• _PROVIDED PASSAGE_:
"""

# Ice Conditions Forum Is Back!



## Grandpa D (Sep 7, 2007)

We have opened up the ice conditions forum for the new ice season.
Please only report ice conditions here.
Fishing reports should be posted in the normal Fishing Reports Forum.
Feel free to report any ice conditions that you are aware of.

The reservoirs can't be kept in alphabetical order so you may have to scroll the page down to find the places that you are looking for.

This forum was well received last year and I hope it will be a good asset again this year. With everyone's input, it will be very helpful.


----------



## CBR (Sep 12, 2007)

Any reports? I should have some by monday as this weekend is a fishing weekend!


----------



## Watcher (Dec 31, 2008)

*Ice Safety*

Ice safety information is important and should stay at the top of this Forum.

Minnesota Department of Natural Resources has a good web-site.

http://www.dnr.state.mn.us/safety/ice/index.html


----------



## Skullanchor (Jul 29, 2008)

I like that you guys have last years ice conditions thread in there. It got me poking around comparing and it seems like just about everywhere had safe ice by mid to late Dec last year. We are running a little behind this year


----------



## billybob (Oct 27, 2008)

Careful out there everybody. Watched a little girl go through the ice in the middle of a community pond yesterday. She was okay, but very cold and very wet.


----------



## Grandpa D (Sep 7, 2007)

billybob said:


> Careful out there everybody. Watched a little girl go through the ice in the middle of a community pond yesterday. She was okay, but very cold and very wet.


Which Pond was it?


----------



## Big Tiger (Jan 7, 2012)

10"TO12" AT EAST CANYON 1/20/2013


----------



## redleg (Dec 5, 2007)

Tibble fork has more good ice than it looks like from the road
any fish you find are small


----------

"""

• _OBJECTIVE 1_:
Answer these questions using the ice conditions thread:
(a) Where should fishing reports be posted?
(b) Which state's Department of Natural Resources has a recommended website?
(c) What ice thickness is reported at East Canyon?
• _OBJECTIVE 2_:
Revise the stretch of the ice conditions thread from "## CBR (Sep" through "of this Forum.", replacing "fishing weekend" with "camping weekend".
These rows have no connection to the ice conditions thread.

(Point-based annotation data)
"""

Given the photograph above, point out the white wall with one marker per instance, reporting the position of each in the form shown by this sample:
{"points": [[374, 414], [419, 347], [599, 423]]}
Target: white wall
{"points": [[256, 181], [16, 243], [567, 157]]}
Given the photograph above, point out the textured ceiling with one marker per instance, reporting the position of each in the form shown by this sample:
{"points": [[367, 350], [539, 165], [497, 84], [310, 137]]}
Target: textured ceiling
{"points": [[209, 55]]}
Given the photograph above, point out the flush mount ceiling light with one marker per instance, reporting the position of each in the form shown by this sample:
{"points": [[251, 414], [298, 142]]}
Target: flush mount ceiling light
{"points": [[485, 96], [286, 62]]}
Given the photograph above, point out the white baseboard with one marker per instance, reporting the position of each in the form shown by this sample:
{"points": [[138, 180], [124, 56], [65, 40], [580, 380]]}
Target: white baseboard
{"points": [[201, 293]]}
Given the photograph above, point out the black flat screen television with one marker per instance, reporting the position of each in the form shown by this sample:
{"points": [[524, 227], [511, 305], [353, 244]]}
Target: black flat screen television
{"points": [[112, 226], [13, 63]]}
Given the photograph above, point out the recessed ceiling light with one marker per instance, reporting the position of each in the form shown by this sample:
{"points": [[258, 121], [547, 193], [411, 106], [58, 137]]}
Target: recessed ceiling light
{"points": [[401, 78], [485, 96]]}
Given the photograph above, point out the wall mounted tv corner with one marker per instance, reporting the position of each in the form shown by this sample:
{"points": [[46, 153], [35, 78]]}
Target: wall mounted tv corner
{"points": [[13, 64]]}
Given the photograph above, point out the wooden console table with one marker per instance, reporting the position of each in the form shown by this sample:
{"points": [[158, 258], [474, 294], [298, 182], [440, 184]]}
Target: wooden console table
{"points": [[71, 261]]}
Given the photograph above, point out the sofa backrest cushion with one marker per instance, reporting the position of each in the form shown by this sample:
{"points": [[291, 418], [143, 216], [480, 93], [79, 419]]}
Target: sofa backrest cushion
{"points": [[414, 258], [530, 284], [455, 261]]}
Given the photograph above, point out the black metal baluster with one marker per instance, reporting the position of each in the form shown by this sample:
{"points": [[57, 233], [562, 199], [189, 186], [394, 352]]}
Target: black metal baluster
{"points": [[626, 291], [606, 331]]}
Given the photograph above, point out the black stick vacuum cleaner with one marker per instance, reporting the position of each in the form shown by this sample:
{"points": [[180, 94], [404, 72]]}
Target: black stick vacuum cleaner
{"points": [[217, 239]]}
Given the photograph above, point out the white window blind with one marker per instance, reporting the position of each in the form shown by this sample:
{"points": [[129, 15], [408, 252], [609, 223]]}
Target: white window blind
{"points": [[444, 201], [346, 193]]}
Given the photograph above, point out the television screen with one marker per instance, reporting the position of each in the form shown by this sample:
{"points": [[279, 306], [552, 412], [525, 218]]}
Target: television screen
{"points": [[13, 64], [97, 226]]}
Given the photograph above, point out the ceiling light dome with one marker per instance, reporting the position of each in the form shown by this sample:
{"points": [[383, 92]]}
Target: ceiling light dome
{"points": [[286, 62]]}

"""

• _WORKED SOLUTION 1_:
(a) In the normal Fishing Reports Forum.
(b) Minnesota.
(c) 10" to 12".

• _WORKED SOLUTION 2_:
## CBR (Sep 12, 2007)

Any reports? I should have some by monday as this weekend is a camping weekend!


----------



## Watcher (Dec 31, 2008)

*Ice Safety*

Ice safety information is important and should stay at the top of this Forum.